Re: Flink 1.5 Yarn Connection unexpectedly closed

2018-06-21 Thread Garrett Barton
Thank you all for the reply!

I am running batch jobs, I read in a handful of files from HDFS and output
to HBase, HDFS, and Kafka.  I run into this when I have partial usage of
the cluster as the job runs.  So right now I spin up 20 nodes with 3 slots,
my job at peak uses all 60 slots, but by the end of it since my outputs are
all forced parallel 1 while I work out kinks, that all typically ends up
running in 1 or two task managers tops.  The other 18-19 task managers die
off.  Problem is as soon as any task manager dies off, my client throws the
above exception and the job fails.

I cannot share logs, but I was thinking about writing a dirt simple
mapreduce flow based on the wordcount example.  The example would have a
wide map phase that generates data, and then I'd run it through a reducer
that sleeps maybe 1 second every record.  I believe that will simulate my
condition very well where I go from 100% used slots to only 1-2 used slots
as I hit that timeout.  I'll do that today and let you know, if it works I
can share the code in here as an example.

**PROBLEMS TO SOLVE:**
**A)** Reproduce the passage of the Flink forum post from "2018-06-21 Thread Garrett" to "the job fails.".
**B)** According to the Flink forum post, which systems do the batch jobs write their output to? List them all.

**GIVEN RECORDS:**
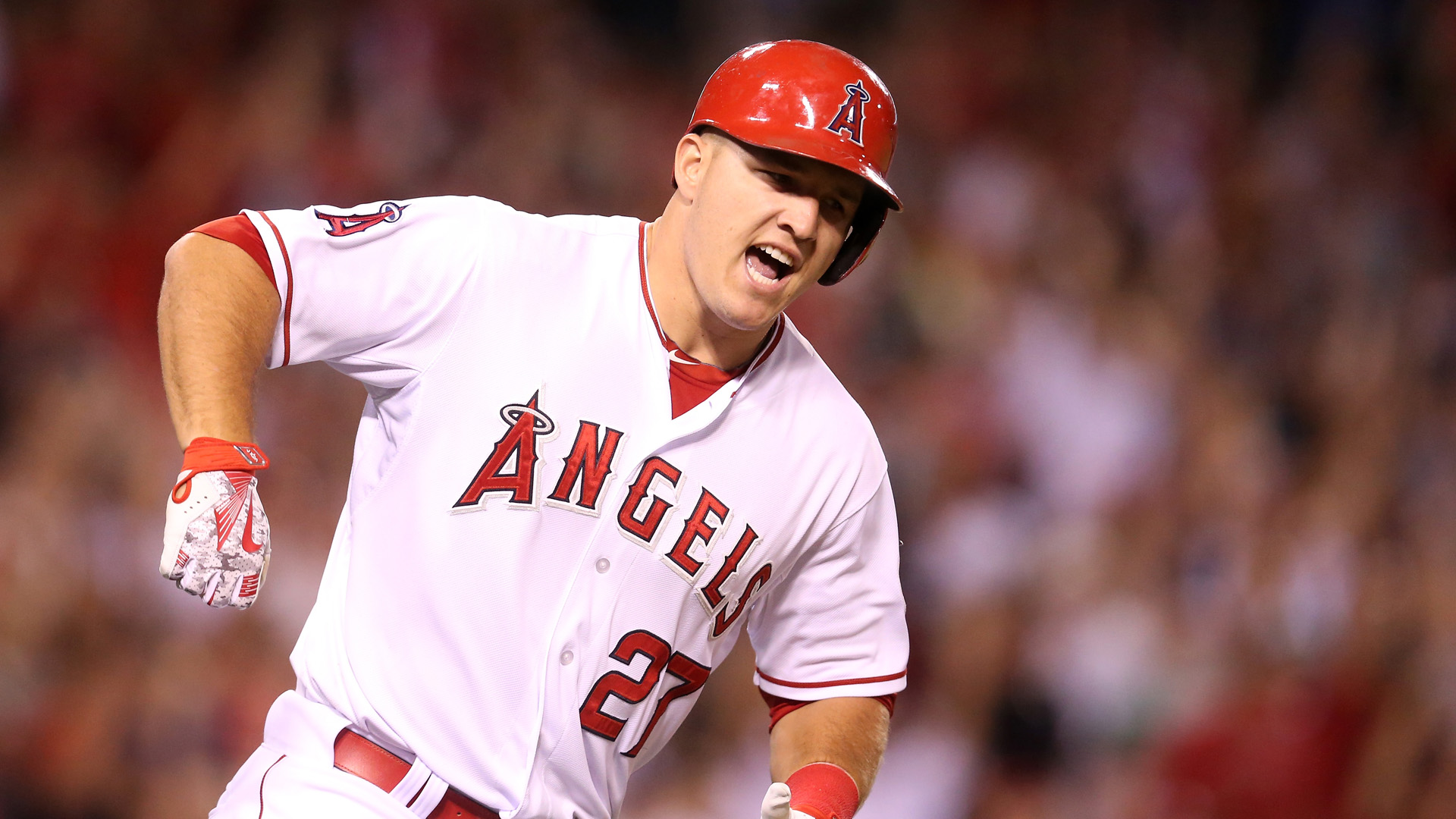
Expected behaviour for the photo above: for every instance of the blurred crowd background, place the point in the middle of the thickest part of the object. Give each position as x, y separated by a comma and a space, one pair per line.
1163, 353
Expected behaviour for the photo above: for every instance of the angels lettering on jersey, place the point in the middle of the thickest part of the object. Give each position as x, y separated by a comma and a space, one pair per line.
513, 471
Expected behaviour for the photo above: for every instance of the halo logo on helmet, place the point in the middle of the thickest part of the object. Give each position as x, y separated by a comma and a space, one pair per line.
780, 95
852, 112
* * *
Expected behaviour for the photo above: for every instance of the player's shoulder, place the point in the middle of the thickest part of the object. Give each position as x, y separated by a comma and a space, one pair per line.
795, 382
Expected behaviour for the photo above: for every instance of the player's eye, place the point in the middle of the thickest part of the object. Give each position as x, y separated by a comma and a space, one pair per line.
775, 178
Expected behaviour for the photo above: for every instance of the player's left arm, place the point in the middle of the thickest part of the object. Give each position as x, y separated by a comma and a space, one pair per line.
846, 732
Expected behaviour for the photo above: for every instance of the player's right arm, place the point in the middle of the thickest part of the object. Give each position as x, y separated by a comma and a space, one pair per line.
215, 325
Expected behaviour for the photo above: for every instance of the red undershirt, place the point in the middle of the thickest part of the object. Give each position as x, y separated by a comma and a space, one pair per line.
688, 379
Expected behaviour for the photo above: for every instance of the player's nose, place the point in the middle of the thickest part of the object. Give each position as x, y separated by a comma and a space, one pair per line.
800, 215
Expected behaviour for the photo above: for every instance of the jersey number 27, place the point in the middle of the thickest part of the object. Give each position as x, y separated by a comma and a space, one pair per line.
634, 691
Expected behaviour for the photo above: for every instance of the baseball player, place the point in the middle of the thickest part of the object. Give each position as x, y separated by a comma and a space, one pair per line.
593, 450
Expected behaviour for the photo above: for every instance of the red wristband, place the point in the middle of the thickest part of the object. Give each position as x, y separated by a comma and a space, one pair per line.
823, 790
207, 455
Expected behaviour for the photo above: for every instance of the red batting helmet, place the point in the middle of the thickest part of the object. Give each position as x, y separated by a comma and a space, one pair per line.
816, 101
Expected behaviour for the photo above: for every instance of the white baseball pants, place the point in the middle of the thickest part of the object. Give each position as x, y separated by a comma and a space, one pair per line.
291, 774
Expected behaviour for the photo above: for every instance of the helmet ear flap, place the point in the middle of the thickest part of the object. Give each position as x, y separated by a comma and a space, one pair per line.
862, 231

**ANSWER LIST:**
**A)**
2018-06-21 Thread Garrett Barton
Thank you all for the reply!

I am running batch jobs, I read in a handful of files from HDFS and output
to HBase, HDFS, and Kafka.  I run into this when I have partial usage of
the cluster as the job runs.  So right now I spin up 20 nodes with 3 slots,
my job at peak uses all 60 slots, but by the end of it since my outputs are
all forced parallel 1 while I work out kinks, that all typically ends up
running in 1 or two task managers tops.  The other 18-19 task managers die
off.  Problem is as soon as any task manager dies off, my client throws the
above exception and the job fails.

**B)** HBase, HDFS, and Kafka.